Your goal:
Copy each line of the listing below exactly.

(Rows from a dataset)
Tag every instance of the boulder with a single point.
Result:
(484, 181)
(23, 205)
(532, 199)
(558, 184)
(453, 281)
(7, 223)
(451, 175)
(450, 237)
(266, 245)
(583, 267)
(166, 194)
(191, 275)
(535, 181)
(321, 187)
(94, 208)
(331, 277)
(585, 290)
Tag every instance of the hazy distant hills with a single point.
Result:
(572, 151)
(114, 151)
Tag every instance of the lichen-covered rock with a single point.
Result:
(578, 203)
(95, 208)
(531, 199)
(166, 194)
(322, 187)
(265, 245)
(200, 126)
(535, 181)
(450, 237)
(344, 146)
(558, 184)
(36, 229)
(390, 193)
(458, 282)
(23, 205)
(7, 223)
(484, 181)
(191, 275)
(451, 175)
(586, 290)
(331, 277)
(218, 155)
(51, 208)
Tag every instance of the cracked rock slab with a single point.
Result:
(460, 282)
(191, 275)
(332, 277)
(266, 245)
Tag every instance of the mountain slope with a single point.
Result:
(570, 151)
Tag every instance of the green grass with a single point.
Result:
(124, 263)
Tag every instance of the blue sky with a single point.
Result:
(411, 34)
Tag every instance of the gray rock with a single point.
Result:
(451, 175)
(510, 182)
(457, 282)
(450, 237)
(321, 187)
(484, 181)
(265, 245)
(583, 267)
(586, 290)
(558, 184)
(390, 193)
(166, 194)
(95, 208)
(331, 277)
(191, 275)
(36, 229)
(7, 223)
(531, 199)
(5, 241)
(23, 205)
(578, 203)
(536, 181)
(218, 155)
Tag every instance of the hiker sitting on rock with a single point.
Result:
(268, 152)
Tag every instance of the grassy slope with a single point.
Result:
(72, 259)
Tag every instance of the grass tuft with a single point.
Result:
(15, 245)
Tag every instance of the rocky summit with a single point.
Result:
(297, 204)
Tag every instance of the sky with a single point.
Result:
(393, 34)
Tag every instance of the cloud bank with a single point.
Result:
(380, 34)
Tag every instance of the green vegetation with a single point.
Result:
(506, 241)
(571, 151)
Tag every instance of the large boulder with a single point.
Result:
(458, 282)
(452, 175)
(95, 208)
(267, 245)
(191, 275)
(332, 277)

Exercise output:
Tag every instance of the boulder with a single point.
Result:
(484, 181)
(23, 205)
(532, 199)
(558, 184)
(453, 281)
(7, 223)
(451, 175)
(450, 237)
(266, 245)
(583, 267)
(166, 194)
(191, 275)
(535, 181)
(321, 187)
(94, 208)
(331, 277)
(585, 290)
Tag every instance of the hazy distant hills with a single point.
Result:
(572, 151)
(114, 151)
Tag every instance of the lichen-covered rock with a single point.
Result:
(578, 203)
(95, 208)
(531, 199)
(166, 194)
(322, 187)
(265, 245)
(200, 126)
(535, 181)
(450, 237)
(344, 146)
(558, 184)
(36, 229)
(390, 193)
(458, 282)
(23, 205)
(7, 223)
(484, 181)
(191, 275)
(451, 175)
(586, 290)
(331, 277)
(218, 155)
(51, 208)
Tag every instance of the cracked rock slab with a single point.
Result:
(460, 282)
(191, 275)
(332, 277)
(266, 245)
Tag every instance of the mountain slope with a single point.
Result:
(570, 151)
Tag every instance of the green grass with a single point.
Result:
(124, 263)
Tag every instance of the blue sky with a single point.
Result:
(411, 34)
Tag every instance of the gray rock with a single point.
Result:
(451, 175)
(510, 182)
(457, 282)
(450, 237)
(321, 187)
(484, 181)
(265, 245)
(583, 267)
(586, 290)
(558, 184)
(390, 193)
(166, 194)
(95, 208)
(331, 277)
(191, 275)
(36, 229)
(7, 223)
(531, 199)
(5, 241)
(23, 205)
(578, 203)
(536, 181)
(218, 155)
Tag every instance of the hiker sitting on rock with a single point.
Result:
(268, 152)
Tag every instance of the grassy slope with a single point.
Result:
(72, 259)
Tag every instance of the grass tuft with a single point.
Result:
(15, 245)
Tag every instance of the rocky summit with a single point.
Result:
(297, 204)
Tag every instance of the sky with a single point.
Result:
(393, 34)
Tag every instance of the cloud bank with a single point.
Result:
(380, 34)
Tag every instance of the green vegetation with a single point.
Result:
(506, 241)
(571, 151)
Tag every instance of the large boulder with a single point.
Result:
(458, 282)
(452, 175)
(95, 208)
(267, 245)
(191, 275)
(332, 277)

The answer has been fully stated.